Data to examine:
☆ ☆ ☆

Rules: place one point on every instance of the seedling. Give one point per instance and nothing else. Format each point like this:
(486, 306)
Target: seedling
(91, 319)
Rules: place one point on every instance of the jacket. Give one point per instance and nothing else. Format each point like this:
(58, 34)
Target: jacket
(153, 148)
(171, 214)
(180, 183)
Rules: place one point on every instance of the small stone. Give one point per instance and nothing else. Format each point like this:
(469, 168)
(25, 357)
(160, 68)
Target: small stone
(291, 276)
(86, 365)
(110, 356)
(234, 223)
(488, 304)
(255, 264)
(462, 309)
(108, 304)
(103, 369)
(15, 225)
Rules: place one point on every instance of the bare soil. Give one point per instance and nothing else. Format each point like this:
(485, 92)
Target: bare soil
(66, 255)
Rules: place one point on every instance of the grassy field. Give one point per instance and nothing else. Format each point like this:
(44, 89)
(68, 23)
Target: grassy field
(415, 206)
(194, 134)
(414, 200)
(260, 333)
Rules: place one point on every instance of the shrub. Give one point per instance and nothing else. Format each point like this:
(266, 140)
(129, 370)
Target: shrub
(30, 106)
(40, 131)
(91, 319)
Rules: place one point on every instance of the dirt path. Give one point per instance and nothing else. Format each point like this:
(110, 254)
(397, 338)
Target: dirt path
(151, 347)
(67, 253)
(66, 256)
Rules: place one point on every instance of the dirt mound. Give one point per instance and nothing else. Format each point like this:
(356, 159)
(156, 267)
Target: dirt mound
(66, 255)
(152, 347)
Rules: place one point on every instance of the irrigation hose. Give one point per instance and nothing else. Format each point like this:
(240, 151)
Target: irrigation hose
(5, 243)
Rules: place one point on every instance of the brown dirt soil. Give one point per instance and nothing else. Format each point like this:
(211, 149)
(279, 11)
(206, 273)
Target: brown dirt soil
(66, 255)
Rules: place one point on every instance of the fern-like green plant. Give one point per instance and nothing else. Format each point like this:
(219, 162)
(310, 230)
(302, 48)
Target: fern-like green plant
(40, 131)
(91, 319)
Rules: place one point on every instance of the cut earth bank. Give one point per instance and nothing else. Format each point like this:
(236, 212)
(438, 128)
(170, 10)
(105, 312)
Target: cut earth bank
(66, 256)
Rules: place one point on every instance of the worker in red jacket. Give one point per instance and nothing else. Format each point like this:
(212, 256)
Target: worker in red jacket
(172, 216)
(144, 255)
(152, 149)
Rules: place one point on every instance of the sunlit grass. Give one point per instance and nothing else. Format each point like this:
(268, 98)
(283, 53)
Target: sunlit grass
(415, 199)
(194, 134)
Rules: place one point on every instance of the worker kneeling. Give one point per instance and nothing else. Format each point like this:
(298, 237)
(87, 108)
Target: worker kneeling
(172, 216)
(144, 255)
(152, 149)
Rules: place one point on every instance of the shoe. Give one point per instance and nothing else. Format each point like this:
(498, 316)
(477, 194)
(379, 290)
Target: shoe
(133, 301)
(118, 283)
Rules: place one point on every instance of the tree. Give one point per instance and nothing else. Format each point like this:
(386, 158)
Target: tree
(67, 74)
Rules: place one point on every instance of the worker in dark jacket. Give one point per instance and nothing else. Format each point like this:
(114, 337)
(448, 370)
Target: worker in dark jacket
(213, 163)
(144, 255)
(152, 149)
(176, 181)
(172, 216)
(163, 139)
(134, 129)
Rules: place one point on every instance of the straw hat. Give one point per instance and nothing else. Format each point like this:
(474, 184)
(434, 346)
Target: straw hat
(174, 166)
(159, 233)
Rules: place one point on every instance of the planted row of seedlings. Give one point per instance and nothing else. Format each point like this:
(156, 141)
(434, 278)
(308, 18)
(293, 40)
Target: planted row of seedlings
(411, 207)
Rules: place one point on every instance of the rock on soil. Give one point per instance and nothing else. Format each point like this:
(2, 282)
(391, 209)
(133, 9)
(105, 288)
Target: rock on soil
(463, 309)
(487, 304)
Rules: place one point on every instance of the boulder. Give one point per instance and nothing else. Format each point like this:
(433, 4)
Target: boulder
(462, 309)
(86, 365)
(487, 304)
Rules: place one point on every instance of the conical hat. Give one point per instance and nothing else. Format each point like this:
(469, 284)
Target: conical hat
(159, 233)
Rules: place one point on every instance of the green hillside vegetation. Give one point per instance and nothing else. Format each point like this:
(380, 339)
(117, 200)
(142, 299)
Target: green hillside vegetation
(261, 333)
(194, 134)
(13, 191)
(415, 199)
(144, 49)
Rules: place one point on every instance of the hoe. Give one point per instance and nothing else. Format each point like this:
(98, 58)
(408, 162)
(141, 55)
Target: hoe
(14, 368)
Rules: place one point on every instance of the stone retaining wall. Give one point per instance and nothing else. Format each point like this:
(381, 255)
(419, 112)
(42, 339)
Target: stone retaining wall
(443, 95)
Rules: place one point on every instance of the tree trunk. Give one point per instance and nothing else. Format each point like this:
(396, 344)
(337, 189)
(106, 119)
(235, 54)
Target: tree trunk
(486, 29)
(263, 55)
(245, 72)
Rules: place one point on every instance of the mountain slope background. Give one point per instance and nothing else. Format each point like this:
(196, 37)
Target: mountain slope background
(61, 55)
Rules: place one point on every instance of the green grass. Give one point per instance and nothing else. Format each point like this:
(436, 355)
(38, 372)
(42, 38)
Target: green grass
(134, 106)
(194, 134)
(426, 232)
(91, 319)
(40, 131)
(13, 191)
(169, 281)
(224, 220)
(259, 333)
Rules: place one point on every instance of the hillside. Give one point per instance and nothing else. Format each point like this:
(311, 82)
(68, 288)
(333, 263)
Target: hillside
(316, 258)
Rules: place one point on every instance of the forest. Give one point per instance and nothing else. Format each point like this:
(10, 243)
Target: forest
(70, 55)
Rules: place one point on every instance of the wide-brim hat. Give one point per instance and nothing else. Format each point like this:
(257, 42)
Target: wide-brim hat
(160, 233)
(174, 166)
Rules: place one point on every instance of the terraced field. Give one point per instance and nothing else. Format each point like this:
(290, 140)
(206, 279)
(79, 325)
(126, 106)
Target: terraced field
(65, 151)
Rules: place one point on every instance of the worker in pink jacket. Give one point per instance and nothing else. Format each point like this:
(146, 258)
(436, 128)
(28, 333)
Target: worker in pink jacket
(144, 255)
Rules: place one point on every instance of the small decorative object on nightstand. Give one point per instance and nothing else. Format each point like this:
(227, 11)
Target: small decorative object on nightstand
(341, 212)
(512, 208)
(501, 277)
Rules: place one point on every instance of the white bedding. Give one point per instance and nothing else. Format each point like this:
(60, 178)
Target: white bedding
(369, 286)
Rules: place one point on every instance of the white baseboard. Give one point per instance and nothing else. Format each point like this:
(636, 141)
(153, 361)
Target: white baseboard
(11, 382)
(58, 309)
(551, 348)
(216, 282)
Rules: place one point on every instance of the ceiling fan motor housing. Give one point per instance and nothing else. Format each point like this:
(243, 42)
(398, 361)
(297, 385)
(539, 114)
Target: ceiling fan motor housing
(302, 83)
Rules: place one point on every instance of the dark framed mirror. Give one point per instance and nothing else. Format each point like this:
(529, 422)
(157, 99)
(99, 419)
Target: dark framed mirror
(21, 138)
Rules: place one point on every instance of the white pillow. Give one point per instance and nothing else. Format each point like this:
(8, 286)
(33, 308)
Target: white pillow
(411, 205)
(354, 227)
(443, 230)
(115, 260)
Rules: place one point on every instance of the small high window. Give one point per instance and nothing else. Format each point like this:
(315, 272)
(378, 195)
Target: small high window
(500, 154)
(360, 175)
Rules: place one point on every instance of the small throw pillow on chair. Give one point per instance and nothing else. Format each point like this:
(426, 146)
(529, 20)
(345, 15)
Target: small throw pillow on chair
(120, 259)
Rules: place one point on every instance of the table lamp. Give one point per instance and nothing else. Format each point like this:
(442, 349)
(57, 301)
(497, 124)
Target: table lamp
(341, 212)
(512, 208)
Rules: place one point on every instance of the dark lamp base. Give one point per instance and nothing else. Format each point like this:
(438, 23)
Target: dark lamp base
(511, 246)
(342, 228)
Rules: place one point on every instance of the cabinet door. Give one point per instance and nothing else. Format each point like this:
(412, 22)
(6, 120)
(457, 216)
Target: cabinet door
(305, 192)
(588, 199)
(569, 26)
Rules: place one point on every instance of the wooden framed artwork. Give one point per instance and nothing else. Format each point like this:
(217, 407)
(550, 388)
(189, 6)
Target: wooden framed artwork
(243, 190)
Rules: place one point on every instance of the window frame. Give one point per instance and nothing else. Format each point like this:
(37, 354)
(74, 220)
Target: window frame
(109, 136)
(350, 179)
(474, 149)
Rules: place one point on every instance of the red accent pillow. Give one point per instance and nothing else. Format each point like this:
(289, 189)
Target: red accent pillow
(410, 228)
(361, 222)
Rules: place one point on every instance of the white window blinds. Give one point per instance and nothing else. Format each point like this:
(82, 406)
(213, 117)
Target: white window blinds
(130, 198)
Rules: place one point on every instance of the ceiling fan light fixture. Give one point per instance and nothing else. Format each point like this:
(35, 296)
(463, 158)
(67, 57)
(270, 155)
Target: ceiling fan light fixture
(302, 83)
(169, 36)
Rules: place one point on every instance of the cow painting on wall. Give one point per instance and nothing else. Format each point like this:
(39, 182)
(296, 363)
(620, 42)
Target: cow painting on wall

☆ ☆ ☆

Please show all lines from the entries that contain the word "painting".

Rules: place one point on every instance of the cow painting on wall. Give one point per instance and nothing else. Format each point like this:
Target: cow painting on wall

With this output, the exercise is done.